Work required:
Copy the mental health reform letter below in full, word for word.

Text under study:
--------
Dear Senator Alexander… A letter on mental health reform

For what it is worth below is a copy of a letter I will be sending Senator Alexander regarding S2680.   I offer it only as one example for anyone trying to figure out what they might want to say to their own Senator. This bill is by no stretch of the imagination the bill I wish was in front of us. Unfortunately that bill is not up for a vote. Unless they postpone the bill or the bill gets derailed by gun amendments something will pass. The voices for the Murphy Bill are strong, particularly in light of the ease it passed the House. I want to raise my voice for the Senate bill…. The only option in town. Everyone must decide what they think is best but for me my choice is clear. This letter does not begin to talk about all my reservations to the Murphy Bill but I hope gives a clear message Senator Alexander will hear.

Dear Senator Alexander,

My name is Larry Drain and I live in Knoxville, Tennessee.   I write to share my appreciation to you for your leadership trying to bring long overdue reform to our mental health system and in support of your efforts to pass S2680.

I have been following the fight in the Senate and in the House to make mental health reform a reality from the beginning of the first introduction of Representative Murphy’s bill till now.   I  feel like the bill you are proposing is vastly superior to the one that has come out of the House and my hope is that you will try to see it passed without incorporatating any language or provisions of the House bill not currently in the Senate already.
--------
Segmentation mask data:
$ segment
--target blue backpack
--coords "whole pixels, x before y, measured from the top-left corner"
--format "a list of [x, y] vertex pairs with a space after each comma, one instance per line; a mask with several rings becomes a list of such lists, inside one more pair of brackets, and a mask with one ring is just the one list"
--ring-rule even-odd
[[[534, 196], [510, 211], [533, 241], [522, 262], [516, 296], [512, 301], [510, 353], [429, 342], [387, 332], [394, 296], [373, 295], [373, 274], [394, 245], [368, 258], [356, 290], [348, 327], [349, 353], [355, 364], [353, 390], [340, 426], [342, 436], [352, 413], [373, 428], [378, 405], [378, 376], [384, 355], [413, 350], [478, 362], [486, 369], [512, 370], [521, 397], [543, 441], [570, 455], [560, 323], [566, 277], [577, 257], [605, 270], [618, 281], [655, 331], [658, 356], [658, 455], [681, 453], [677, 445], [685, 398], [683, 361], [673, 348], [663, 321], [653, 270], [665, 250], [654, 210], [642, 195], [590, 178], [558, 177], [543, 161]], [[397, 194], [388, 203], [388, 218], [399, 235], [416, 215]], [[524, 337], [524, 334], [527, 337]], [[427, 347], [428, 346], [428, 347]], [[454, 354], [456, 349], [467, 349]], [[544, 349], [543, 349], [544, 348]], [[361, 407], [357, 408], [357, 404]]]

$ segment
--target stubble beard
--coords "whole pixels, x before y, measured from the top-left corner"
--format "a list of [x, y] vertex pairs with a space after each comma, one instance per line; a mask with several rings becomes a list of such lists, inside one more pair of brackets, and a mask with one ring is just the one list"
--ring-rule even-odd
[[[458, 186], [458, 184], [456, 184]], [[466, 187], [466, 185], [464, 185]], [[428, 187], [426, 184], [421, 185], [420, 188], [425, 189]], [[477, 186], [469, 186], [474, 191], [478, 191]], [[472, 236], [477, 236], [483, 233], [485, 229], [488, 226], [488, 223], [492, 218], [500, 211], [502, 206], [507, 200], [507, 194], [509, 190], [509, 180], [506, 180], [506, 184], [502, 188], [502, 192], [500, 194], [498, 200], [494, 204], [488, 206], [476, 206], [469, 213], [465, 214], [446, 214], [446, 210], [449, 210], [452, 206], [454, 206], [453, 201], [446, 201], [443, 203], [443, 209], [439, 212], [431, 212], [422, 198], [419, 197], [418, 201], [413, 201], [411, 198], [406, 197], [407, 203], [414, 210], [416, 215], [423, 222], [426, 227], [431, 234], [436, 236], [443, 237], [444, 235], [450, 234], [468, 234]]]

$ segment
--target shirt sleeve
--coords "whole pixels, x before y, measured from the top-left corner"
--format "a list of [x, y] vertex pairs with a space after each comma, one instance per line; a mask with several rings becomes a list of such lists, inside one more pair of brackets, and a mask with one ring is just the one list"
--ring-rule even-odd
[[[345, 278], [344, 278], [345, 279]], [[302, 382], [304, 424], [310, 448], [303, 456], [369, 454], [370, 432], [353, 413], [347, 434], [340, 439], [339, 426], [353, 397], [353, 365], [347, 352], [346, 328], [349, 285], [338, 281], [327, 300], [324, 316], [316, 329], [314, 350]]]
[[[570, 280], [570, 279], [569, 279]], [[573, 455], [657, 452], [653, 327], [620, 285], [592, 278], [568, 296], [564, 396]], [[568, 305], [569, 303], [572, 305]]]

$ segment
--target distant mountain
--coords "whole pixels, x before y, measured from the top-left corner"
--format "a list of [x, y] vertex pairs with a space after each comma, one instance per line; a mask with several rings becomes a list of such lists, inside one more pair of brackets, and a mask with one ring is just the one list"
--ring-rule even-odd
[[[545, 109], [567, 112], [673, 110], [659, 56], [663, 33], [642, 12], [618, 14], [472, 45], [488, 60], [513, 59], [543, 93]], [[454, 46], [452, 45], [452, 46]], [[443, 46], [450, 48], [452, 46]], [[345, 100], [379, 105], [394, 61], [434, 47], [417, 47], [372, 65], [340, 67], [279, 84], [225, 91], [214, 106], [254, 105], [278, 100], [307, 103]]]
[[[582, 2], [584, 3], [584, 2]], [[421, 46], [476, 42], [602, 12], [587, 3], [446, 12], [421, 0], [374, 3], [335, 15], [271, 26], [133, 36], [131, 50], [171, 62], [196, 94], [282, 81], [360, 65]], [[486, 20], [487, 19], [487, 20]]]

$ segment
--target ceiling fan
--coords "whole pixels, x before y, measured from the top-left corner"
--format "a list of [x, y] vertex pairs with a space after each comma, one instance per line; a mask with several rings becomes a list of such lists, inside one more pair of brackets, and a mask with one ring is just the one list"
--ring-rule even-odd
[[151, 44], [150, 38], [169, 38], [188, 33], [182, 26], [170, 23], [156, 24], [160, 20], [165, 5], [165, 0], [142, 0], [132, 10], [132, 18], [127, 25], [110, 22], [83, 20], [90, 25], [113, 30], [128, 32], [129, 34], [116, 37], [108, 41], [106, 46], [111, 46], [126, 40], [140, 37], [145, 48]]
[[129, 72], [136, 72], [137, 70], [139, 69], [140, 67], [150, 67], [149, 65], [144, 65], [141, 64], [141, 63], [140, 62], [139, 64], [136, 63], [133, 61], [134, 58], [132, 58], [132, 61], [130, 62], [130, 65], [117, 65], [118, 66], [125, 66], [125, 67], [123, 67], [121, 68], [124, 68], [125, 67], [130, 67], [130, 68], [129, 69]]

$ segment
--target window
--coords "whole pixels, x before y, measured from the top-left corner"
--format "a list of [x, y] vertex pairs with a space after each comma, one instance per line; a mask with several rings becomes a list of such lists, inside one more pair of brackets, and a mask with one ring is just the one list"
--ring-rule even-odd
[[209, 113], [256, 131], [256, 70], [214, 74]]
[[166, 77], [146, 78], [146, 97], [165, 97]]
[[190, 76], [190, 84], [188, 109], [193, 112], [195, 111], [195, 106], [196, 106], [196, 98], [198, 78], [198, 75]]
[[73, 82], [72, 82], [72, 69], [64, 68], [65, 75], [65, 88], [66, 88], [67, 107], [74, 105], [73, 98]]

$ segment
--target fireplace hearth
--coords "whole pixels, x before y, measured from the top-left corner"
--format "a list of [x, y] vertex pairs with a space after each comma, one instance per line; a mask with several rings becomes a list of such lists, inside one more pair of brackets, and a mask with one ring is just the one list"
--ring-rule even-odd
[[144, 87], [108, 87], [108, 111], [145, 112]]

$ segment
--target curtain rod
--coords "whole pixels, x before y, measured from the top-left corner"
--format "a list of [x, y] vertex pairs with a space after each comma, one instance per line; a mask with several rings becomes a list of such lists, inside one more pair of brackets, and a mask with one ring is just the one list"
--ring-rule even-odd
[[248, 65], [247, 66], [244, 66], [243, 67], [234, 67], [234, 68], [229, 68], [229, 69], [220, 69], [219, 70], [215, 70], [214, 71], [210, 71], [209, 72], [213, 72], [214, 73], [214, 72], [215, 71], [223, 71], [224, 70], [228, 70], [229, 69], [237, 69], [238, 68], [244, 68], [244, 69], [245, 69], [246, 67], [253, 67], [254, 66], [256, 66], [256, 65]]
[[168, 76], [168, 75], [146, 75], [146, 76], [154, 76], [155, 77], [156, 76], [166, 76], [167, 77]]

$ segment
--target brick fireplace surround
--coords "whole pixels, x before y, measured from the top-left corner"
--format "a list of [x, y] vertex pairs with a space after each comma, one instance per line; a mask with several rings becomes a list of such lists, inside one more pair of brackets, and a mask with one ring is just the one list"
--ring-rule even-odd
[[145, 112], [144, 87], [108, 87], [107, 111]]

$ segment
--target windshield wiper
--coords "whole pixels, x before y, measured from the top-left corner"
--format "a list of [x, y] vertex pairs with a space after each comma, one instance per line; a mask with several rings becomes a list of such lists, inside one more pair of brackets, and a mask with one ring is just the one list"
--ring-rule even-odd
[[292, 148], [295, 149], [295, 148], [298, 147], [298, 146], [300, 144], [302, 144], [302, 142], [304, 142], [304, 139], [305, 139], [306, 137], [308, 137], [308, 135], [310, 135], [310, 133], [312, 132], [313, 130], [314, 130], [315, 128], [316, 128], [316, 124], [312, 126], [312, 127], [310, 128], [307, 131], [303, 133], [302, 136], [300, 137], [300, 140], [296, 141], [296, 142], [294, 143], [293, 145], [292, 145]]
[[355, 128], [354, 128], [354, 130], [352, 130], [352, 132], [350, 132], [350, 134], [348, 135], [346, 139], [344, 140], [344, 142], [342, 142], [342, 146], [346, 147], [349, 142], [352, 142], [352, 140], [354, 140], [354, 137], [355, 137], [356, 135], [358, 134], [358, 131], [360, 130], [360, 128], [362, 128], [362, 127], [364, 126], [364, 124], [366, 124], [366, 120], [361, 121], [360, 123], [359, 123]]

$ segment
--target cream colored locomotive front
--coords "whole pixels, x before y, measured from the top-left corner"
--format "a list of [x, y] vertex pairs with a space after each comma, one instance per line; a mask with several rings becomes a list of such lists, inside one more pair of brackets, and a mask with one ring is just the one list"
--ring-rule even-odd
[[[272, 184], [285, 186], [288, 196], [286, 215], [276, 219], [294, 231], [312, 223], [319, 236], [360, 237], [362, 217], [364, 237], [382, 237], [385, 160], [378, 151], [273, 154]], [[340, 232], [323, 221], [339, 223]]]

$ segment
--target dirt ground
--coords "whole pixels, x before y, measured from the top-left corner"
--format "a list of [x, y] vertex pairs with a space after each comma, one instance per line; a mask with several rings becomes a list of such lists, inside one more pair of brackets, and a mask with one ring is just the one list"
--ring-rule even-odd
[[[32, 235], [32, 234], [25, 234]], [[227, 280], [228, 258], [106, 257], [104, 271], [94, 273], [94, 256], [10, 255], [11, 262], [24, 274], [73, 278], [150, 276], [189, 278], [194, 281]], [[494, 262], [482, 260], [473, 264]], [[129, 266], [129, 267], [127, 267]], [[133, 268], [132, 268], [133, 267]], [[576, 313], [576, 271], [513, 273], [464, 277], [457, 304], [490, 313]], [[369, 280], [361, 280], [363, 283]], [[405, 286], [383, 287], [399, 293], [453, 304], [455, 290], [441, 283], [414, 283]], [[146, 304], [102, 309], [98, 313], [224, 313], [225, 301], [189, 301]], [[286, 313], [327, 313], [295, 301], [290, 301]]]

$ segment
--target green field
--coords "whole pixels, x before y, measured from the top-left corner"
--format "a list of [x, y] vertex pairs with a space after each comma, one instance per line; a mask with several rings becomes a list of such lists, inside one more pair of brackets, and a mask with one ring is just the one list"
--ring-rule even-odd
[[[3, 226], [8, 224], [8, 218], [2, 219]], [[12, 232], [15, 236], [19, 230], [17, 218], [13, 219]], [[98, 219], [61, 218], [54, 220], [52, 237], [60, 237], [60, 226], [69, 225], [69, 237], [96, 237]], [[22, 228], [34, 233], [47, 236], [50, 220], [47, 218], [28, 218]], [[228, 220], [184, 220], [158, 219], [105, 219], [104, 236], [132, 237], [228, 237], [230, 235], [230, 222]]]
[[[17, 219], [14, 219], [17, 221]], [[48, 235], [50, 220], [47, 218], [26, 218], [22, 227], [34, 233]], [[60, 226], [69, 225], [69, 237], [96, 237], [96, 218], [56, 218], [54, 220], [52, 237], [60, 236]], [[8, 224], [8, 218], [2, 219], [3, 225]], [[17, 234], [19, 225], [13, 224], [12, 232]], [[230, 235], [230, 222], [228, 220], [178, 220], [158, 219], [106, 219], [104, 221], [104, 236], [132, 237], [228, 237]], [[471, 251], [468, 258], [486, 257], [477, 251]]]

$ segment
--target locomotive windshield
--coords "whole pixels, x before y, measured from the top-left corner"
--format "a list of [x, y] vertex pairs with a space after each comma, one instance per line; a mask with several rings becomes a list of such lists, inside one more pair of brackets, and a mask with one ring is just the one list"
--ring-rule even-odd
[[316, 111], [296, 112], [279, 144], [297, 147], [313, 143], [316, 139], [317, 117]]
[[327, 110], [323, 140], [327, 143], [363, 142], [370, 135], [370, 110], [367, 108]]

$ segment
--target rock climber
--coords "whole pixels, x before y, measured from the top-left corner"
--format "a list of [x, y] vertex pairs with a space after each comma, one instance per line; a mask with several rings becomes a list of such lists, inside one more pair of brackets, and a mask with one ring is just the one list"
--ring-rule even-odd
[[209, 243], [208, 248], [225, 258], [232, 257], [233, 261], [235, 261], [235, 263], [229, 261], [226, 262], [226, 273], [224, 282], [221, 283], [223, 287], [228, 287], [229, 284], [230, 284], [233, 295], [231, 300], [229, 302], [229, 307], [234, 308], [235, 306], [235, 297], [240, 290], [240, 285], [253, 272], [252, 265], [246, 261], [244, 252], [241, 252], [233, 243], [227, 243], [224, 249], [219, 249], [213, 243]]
--------
Answer:
Dear Senator Alexander… A letter on mental health reform

For what it is worth below is a copy of a letter I will be sending Senator Alexander regarding S2680.   I offer it only as one example for anyone trying to figure out what they might want to say to their own Senator. This bill is by no stretch of the imagination the bill I wish was in front of us. Unfortunately that bill is not up for a vote. Unless they postpone the bill or the bill gets derailed by gun amendments something will pass. The voices for the Murphy Bill are strong, particularly in light of the ease it passed the House. I want to raise my voice for the Senate bill…. The only option in town. Everyone must decide what they think is best but for me my choice is clear. This letter does not begin to talk about all my reservations to the Murphy Bill but I hope gives a clear message Senator Alexander will hear.

Dear Senator Alexander,

My name is Larry Drain and I live in Knoxville, Tennessee.   I write to share my appreciation to you for your leadership trying to bring long overdue reform to our mental health system and in support of your efforts to pass S2680.

I have been following the fight in the Senate and in the House to make mental health reform a reality from the beginning of the first introduction of Representative Murphy’s bill till now.   I  feel like the bill you are proposing is vastly superior to the one that has come out of the House and my hope is that you will try to see it passed without incorporatating any language or provisions of the House bill not currently in the Senate already.